= WRITTEN REQUEST =
Set out all of the items below as one numbered list, leaving out any blank lines.

----------------

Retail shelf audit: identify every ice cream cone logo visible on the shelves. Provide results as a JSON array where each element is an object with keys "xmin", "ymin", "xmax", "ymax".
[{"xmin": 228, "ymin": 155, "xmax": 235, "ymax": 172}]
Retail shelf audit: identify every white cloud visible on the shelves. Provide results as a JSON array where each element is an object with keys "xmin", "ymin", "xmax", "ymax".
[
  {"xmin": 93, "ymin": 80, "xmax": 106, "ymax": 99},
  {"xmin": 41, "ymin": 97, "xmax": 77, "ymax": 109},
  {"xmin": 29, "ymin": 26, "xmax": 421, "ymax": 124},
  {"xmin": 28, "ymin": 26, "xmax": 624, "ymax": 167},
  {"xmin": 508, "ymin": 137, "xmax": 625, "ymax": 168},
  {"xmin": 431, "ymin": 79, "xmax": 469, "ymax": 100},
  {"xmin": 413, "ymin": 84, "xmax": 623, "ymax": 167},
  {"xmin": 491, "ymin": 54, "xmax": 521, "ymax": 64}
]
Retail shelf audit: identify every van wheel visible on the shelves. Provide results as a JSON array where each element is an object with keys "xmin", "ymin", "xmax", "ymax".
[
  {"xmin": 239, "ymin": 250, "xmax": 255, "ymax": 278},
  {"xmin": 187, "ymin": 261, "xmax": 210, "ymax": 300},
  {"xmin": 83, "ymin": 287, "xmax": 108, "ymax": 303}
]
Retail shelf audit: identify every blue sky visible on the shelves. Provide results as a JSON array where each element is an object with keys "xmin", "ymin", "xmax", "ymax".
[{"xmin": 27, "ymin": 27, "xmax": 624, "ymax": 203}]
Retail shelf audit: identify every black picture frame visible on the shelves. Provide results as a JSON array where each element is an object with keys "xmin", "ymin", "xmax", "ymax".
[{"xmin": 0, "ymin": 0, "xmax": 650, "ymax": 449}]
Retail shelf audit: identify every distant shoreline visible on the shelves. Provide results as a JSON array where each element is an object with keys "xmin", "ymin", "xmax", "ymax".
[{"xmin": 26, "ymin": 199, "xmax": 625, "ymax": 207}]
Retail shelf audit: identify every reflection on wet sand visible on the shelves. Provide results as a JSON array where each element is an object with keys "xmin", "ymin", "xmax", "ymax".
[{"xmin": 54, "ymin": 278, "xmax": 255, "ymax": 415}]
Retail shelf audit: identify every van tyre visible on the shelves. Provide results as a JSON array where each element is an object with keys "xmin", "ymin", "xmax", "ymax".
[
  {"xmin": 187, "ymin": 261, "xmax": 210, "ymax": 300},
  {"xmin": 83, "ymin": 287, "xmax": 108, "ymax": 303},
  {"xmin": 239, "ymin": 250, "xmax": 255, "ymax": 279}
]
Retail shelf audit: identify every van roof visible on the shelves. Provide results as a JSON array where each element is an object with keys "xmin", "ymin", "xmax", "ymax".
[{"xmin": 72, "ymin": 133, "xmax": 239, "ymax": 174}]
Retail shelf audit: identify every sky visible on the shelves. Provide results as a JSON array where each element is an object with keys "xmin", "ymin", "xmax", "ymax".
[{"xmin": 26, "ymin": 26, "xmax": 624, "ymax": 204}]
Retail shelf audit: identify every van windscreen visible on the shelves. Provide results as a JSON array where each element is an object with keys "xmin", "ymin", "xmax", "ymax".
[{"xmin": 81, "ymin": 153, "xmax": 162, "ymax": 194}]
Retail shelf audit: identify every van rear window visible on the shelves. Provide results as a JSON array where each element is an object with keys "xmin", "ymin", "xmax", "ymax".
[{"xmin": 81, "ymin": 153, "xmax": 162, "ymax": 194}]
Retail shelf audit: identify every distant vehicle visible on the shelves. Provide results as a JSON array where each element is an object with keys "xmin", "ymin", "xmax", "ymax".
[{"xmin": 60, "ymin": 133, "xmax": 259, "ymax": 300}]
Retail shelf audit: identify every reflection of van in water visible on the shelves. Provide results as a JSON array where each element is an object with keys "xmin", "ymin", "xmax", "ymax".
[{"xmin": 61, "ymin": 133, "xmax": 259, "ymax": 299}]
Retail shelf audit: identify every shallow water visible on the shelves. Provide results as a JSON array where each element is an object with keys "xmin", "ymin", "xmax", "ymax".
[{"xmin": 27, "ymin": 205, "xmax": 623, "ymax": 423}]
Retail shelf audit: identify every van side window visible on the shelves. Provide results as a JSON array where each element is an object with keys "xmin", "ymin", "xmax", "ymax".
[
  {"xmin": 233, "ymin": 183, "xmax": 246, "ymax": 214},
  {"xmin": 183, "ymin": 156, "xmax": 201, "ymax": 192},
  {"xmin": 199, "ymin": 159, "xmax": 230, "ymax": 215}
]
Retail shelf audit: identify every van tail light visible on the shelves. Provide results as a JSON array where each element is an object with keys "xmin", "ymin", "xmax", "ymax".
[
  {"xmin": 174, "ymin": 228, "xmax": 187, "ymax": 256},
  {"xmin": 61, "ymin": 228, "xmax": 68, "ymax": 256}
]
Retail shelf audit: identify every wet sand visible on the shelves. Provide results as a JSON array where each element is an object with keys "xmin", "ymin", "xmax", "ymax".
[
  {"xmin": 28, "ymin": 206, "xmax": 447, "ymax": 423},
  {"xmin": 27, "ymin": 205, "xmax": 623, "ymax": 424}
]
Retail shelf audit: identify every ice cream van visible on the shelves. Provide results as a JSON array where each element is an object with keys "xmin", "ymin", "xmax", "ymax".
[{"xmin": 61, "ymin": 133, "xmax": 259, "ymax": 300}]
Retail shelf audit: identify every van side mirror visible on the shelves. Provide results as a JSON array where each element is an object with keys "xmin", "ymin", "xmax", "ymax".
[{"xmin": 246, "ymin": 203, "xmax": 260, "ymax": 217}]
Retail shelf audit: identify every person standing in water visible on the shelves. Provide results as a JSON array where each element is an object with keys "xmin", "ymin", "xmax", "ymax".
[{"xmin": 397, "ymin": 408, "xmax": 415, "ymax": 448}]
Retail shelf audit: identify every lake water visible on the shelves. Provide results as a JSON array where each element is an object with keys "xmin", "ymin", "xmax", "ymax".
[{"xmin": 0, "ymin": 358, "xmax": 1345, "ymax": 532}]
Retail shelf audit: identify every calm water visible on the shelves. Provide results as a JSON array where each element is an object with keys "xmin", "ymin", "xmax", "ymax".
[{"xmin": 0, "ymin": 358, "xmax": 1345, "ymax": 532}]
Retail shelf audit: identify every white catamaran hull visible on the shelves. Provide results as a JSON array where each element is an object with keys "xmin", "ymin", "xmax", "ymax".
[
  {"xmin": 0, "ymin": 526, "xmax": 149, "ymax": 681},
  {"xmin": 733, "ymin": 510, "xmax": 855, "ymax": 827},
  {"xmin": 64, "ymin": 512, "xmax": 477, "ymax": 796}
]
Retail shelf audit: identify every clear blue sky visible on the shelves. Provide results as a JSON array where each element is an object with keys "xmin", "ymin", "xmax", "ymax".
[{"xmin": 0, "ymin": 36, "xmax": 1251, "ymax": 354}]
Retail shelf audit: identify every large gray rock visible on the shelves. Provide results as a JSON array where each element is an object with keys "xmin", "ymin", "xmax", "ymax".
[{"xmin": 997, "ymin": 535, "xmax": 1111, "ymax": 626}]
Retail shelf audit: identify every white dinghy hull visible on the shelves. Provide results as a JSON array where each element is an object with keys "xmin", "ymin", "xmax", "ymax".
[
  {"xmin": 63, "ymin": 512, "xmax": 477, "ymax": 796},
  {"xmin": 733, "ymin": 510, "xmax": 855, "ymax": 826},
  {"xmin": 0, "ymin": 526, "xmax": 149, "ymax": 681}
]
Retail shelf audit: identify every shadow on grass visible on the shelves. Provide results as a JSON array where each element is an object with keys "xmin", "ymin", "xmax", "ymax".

----------------

= RESPONSE TO THIS TASK =
1. Retail shelf audit: identify every ice cream cone logo visible on the shelves. Provide results as a JSON array where each element is an object with keys "xmin", "ymin", "xmax", "ymax".
2. [{"xmin": 228, "ymin": 155, "xmax": 235, "ymax": 172}]
3. Retail shelf audit: identify every white cloud visible on the shelves. Provide results as a JSON array where each element is an object with keys "xmin", "ymin", "xmax", "ymax".
4. [
5.   {"xmin": 93, "ymin": 80, "xmax": 106, "ymax": 99},
6.   {"xmin": 41, "ymin": 97, "xmax": 77, "ymax": 109},
7.   {"xmin": 29, "ymin": 26, "xmax": 421, "ymax": 124},
8.   {"xmin": 28, "ymin": 26, "xmax": 624, "ymax": 167},
9.   {"xmin": 508, "ymin": 137, "xmax": 625, "ymax": 168},
10.   {"xmin": 431, "ymin": 79, "xmax": 469, "ymax": 100},
11.   {"xmin": 413, "ymin": 84, "xmax": 623, "ymax": 167},
12.   {"xmin": 491, "ymin": 54, "xmax": 521, "ymax": 64}
13. ]
14. Retail shelf audit: identify every van wheel visible on the shelves. Provide results as a JSON array where each element is an object with keys "xmin", "ymin", "xmax", "ymax".
15. [
16.   {"xmin": 239, "ymin": 250, "xmax": 255, "ymax": 278},
17.   {"xmin": 187, "ymin": 261, "xmax": 210, "ymax": 300},
18.   {"xmin": 83, "ymin": 287, "xmax": 108, "ymax": 303}
19. ]
20. Retail shelf audit: identify every blue sky visible on the shelves. Provide results as a JSON array where each element is an object with keys "xmin", "ymin", "xmax", "ymax".
21. [{"xmin": 27, "ymin": 27, "xmax": 624, "ymax": 203}]
22. Retail shelf audit: identify every black picture frame visible on the shelves. Provide results as a JSON array where each element is an object with keys "xmin", "ymin", "xmax", "ymax".
23. [{"xmin": 0, "ymin": 0, "xmax": 650, "ymax": 449}]
24. Retail shelf audit: identify every distant shoreline visible on the shelves. Provide results as a JSON array where each element is an object with keys "xmin", "ymin", "xmax", "ymax".
25. [{"xmin": 26, "ymin": 199, "xmax": 625, "ymax": 207}]
26. Retail shelf audit: identify every reflection on wet sand visible on the shelves. Provide results as a JSON array where each element is an object with keys "xmin", "ymin", "xmax", "ymax".
27. [{"xmin": 54, "ymin": 278, "xmax": 255, "ymax": 415}]
28. Retail shelf audit: identify every van tyre visible on the shelves. Provide results as a JSON array where each element is an object with keys "xmin", "ymin", "xmax", "ymax".
29. [
30.   {"xmin": 187, "ymin": 261, "xmax": 210, "ymax": 300},
31.   {"xmin": 83, "ymin": 287, "xmax": 108, "ymax": 303},
32.   {"xmin": 239, "ymin": 250, "xmax": 255, "ymax": 279}
33. ]
34. Retail shelf audit: identify every van roof visible on the shelves. Provide results as a JSON array where each element is an object with keys "xmin", "ymin", "xmax", "ymax".
35. [{"xmin": 72, "ymin": 133, "xmax": 239, "ymax": 174}]
36. Retail shelf audit: identify every sky visible on the shelves. Provide results as a JSON array where each element is an object with keys "xmin", "ymin", "xmax", "ymax".
37. [{"xmin": 26, "ymin": 26, "xmax": 624, "ymax": 204}]
38. Retail shelf audit: identify every van windscreen visible on the shelves. Provide results as a JSON array where each element is an object with keys "xmin", "ymin", "xmax", "ymax".
39. [{"xmin": 81, "ymin": 153, "xmax": 162, "ymax": 194}]
40. Retail shelf audit: identify every van rear window visible on the shelves. Provide results as a JSON array where each element is an object with keys "xmin", "ymin", "xmax", "ymax".
41. [{"xmin": 81, "ymin": 153, "xmax": 162, "ymax": 194}]
42. Retail shelf audit: identify every distant vehicle visible on the shelves. Provide results as a JSON array where each element is an object with keys "xmin", "ymin", "xmax", "ymax".
43. [{"xmin": 60, "ymin": 133, "xmax": 259, "ymax": 300}]
44. Retail shelf audit: identify every reflection of van in water visible on the shelves. Provide results as a JSON array where each element is an object with keys "xmin", "ymin", "xmax", "ymax".
45. [{"xmin": 61, "ymin": 133, "xmax": 259, "ymax": 299}]
46. Retail shelf audit: identify every shallow water visible on the shelves. Provide results as a JSON array where each element is an object with keys "xmin", "ymin", "xmax", "ymax".
47. [{"xmin": 27, "ymin": 205, "xmax": 623, "ymax": 423}]
48. Retail shelf audit: identify every van side window visible on the shelves. Provide results as a JSON array where each element is an object with keys "xmin", "ymin", "xmax", "ymax".
49. [
50.   {"xmin": 233, "ymin": 183, "xmax": 246, "ymax": 214},
51.   {"xmin": 183, "ymin": 156, "xmax": 201, "ymax": 192},
52.   {"xmin": 199, "ymin": 159, "xmax": 230, "ymax": 215}
53. ]
54. Retail shelf audit: identify every van tail light visible on the shelves. Provide results as a JSON array where each element is an object with keys "xmin", "ymin", "xmax", "ymax".
55. [
56.   {"xmin": 174, "ymin": 228, "xmax": 187, "ymax": 256},
57.   {"xmin": 61, "ymin": 228, "xmax": 68, "ymax": 256}
58. ]
59. Retail shelf audit: identify every wet sand visible on the shelves. Provide results as a JSON array where each element is an object with keys "xmin", "ymin", "xmax", "ymax".
60. [
61.   {"xmin": 28, "ymin": 206, "xmax": 447, "ymax": 423},
62.   {"xmin": 27, "ymin": 205, "xmax": 623, "ymax": 424}
63. ]
64. Retail shelf audit: identify every ice cream van visible on the shelves. Provide results as a JSON array where each element is an object with keys "xmin", "ymin", "xmax", "ymax".
65. [{"xmin": 61, "ymin": 133, "xmax": 259, "ymax": 300}]
66. Retail shelf audit: identify every van side mirror visible on the shelves. Provide results as a JSON array where each element is an object with keys "xmin", "ymin", "xmax", "ymax".
67. [{"xmin": 246, "ymin": 203, "xmax": 260, "ymax": 217}]
68. Retail shelf audit: identify every person standing in water visible on the shelves. Provide results as a JSON array where each element is an object with keys "xmin", "ymin", "xmax", "ymax".
69. [{"xmin": 397, "ymin": 408, "xmax": 415, "ymax": 448}]
70. Retail shelf audit: identify every lake water visible on the shelves. Provide results as a JSON array where each element is an object with keys "xmin", "ymin", "xmax", "ymax".
71. [{"xmin": 0, "ymin": 358, "xmax": 1345, "ymax": 532}]
72. Retail shelf audit: identify every calm water visible on the shelves. Provide results as a JSON array where each element is an object with keys "xmin", "ymin", "xmax", "ymax".
73. [{"xmin": 0, "ymin": 358, "xmax": 1345, "ymax": 532}]
74. Retail shelf audit: identify every white catamaran hull visible on the shelves. Provide results as a JSON array where each element is an object with keys "xmin", "ymin", "xmax", "ymax".
75. [
76.   {"xmin": 0, "ymin": 526, "xmax": 149, "ymax": 681},
77.   {"xmin": 733, "ymin": 510, "xmax": 855, "ymax": 827},
78.   {"xmin": 64, "ymin": 512, "xmax": 477, "ymax": 796}
79. ]
80. Retail shelf audit: identify every clear blue sky visible on the shelves. Provide results as a JSON array where each element is an object with keys "xmin", "ymin", "xmax", "ymax".
81. [{"xmin": 0, "ymin": 36, "xmax": 1251, "ymax": 354}]
82. Retail shelf audit: identify every large gray rock visible on the shelves. Provide results as a JSON array where each element is an object with keys "xmin", "ymin", "xmax", "ymax".
83. [{"xmin": 997, "ymin": 535, "xmax": 1111, "ymax": 626}]
84. Retail shelf audit: identify every white dinghy hull visible on the shelves. Provide results as a JSON array where each element is an object with keys "xmin", "ymin", "xmax", "ymax".
85. [
86.   {"xmin": 63, "ymin": 512, "xmax": 477, "ymax": 796},
87.   {"xmin": 733, "ymin": 510, "xmax": 855, "ymax": 826},
88.   {"xmin": 0, "ymin": 526, "xmax": 149, "ymax": 681}
89. ]
90. Retail shelf audit: identify every shadow on grass visible on the shelves. Provide results as a JSON array where each element is an object with keys "xmin", "ymin", "xmax", "ymax".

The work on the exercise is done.